Instructions to follow: In the entries below, replace "Dear assistant" with "Hello assistant" everywhere it appears and leave everything else unchanged. Write out all the entries again with the pictures left out.

[Entries from a dataset]
_____
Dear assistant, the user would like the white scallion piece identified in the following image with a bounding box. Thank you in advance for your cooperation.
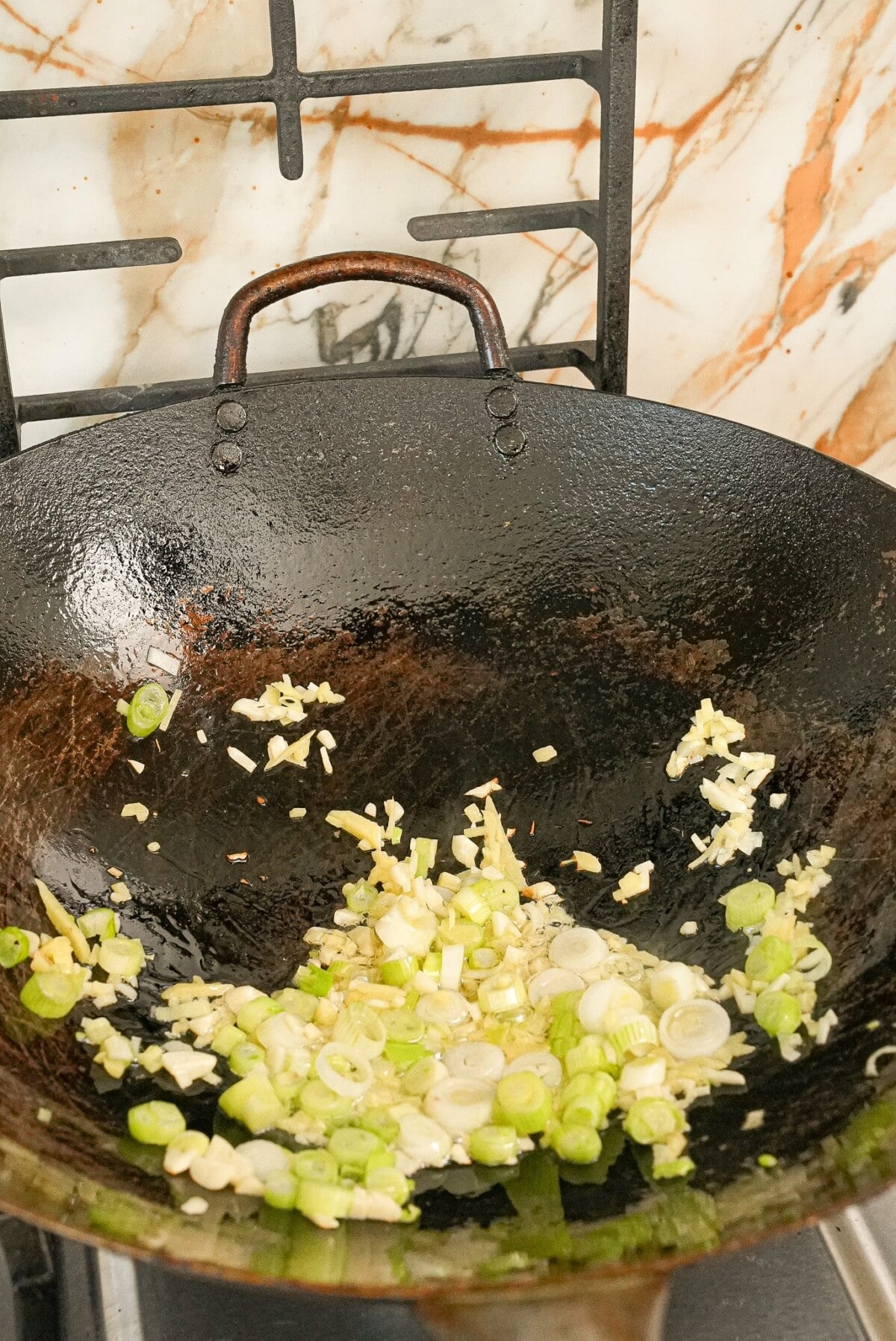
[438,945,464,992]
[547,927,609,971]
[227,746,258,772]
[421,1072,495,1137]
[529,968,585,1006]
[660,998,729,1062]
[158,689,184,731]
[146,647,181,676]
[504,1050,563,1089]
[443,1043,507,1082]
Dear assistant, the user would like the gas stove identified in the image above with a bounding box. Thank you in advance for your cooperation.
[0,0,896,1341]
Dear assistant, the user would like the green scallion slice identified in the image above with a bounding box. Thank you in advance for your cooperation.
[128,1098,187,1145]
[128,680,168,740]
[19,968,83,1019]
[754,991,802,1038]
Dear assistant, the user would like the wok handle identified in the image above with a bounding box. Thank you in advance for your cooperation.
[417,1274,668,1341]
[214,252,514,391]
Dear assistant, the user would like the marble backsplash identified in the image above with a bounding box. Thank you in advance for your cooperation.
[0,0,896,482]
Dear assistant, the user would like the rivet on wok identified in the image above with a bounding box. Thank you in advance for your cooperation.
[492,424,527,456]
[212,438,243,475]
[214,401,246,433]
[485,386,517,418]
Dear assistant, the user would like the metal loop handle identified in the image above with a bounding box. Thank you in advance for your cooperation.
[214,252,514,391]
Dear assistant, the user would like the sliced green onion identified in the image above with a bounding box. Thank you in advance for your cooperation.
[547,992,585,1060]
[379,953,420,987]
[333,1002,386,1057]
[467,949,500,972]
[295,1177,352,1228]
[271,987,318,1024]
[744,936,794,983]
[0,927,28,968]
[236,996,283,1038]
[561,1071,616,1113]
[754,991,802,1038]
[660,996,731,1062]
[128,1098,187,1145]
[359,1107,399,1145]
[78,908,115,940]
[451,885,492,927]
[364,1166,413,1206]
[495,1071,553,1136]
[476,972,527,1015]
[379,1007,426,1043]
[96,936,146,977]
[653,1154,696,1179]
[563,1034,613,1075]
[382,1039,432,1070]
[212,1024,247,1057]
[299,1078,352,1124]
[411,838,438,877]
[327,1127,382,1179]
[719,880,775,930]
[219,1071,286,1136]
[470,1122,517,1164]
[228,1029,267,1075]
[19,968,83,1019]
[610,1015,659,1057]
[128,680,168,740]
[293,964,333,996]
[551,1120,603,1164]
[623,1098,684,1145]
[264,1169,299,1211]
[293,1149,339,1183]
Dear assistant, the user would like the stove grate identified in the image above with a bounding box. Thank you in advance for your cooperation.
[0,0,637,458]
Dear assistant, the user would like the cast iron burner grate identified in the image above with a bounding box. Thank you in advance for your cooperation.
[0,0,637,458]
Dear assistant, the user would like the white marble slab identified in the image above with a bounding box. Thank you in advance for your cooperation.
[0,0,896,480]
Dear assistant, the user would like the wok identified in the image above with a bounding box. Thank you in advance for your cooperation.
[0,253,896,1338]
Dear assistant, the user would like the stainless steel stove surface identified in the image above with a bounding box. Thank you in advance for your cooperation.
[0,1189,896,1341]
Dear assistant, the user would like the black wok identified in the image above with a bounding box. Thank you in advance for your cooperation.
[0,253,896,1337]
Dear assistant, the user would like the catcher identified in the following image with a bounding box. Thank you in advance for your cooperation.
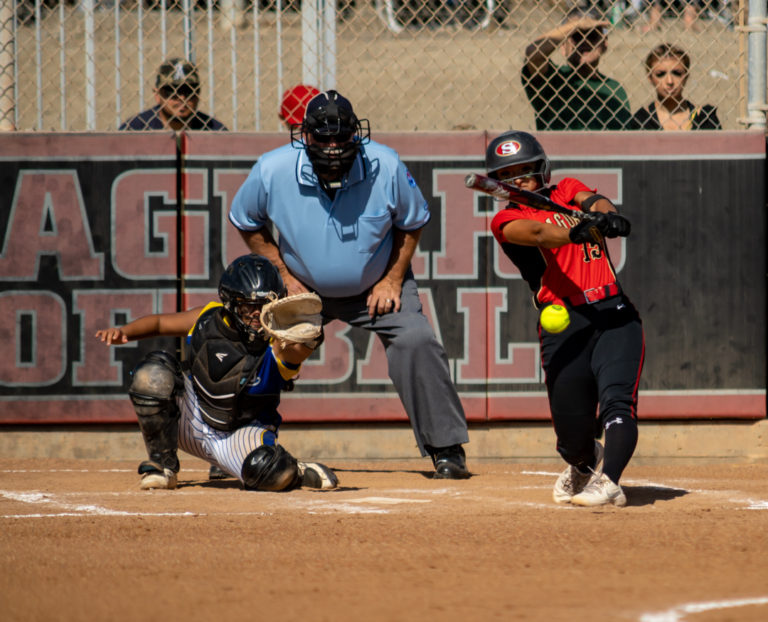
_____
Solution to this problem:
Hello assistant, the user would like the white scallion piece identified in the following image with a bounding box. Thank you in advance for your cooperation.
[438,945,464,992]
[547,927,609,971]
[227,746,258,772]
[421,1072,495,1137]
[529,968,585,1006]
[660,998,729,1062]
[158,689,184,731]
[146,647,181,676]
[504,1050,563,1089]
[443,1043,507,1082]
Hello assistant, the user would like the gas stove identified in the image above with a bounding box. Thank you in advance for your cooperation.
[0,0,896,1341]
Hello assistant, the user would like the green scallion slice identified in the image above with a bounding box. Thank you in advance for your cooperation.
[128,1098,187,1145]
[128,680,168,740]
[19,968,83,1019]
[754,991,802,1038]
Hello assistant, the user would like the wok handle identified in the image above with a bounding box. Thank you in advance for your cooperation.
[417,1274,668,1341]
[214,252,514,391]
Hello assistant, the user would like the marble backsplash identified in the image above with a bounding box. Thank you in advance for your cooperation.
[0,0,896,482]
Hello assistant, the user would like the rivet on wok identified in the image above with a bounding box. Thank you in advance for your cooperation.
[492,424,527,456]
[212,438,243,475]
[214,401,246,433]
[485,386,517,418]
Hello assistant, the user would like the metal loop handle identified in the image above with a bounding box. Thank you in advance for your cooperation.
[214,252,514,391]
Hello assistant, the user would like the sliced green onion identified in the image above with a bounding box. Thank you in advance for your cooperation.
[547,992,585,1060]
[379,953,420,987]
[333,1002,386,1057]
[467,949,500,972]
[295,1177,352,1228]
[271,987,318,1024]
[744,936,794,983]
[0,927,28,968]
[236,996,283,1038]
[561,1071,616,1113]
[754,991,802,1038]
[660,996,731,1062]
[128,1098,187,1145]
[359,1107,399,1145]
[78,908,115,940]
[451,885,492,927]
[364,1166,413,1206]
[495,1071,553,1136]
[476,972,527,1015]
[379,1007,426,1043]
[96,936,146,977]
[653,1154,696,1179]
[563,1034,613,1075]
[382,1039,432,1070]
[212,1024,247,1057]
[299,1078,352,1124]
[411,838,438,877]
[327,1127,382,1179]
[719,880,775,930]
[219,1071,286,1136]
[470,1122,517,1164]
[228,1029,267,1075]
[19,968,83,1019]
[610,1015,659,1057]
[128,680,168,740]
[293,964,333,996]
[551,1120,603,1164]
[623,1098,684,1145]
[264,1169,299,1211]
[293,1149,339,1183]
Hello assistant, the user would like the stove grate identified in the image above with a bounding box. Thank you in advance for your cooperation.
[0,0,637,458]
Hello assistant, the user would like the cast iron burner grate identified in the image above with a bounding box. Thank you in advance for your cooperation.
[0,0,637,458]
Hello assistant, the user would like the white marble slab identified in the image above with a bounding box. Thank you in advance for your cooperation.
[0,0,896,480]
Hello assistant, the user would like the wok identified in the image above with a bounding box. Thank you in advance for your cooperation.
[0,253,896,1338]
Hello assistant, the user would like the stainless steel stove surface identified in the image above with a bounding box. Thank you in advance for your cooperation.
[0,1189,896,1341]
Hello assistant, the user would like the black wok identified in the image above with a bounding box. Thank you in advance for your cooperation.
[0,253,896,1337]
Hello assistant, the user would like the catcher identified in the following image with a bounding box. Thank you in advance for your cooperation.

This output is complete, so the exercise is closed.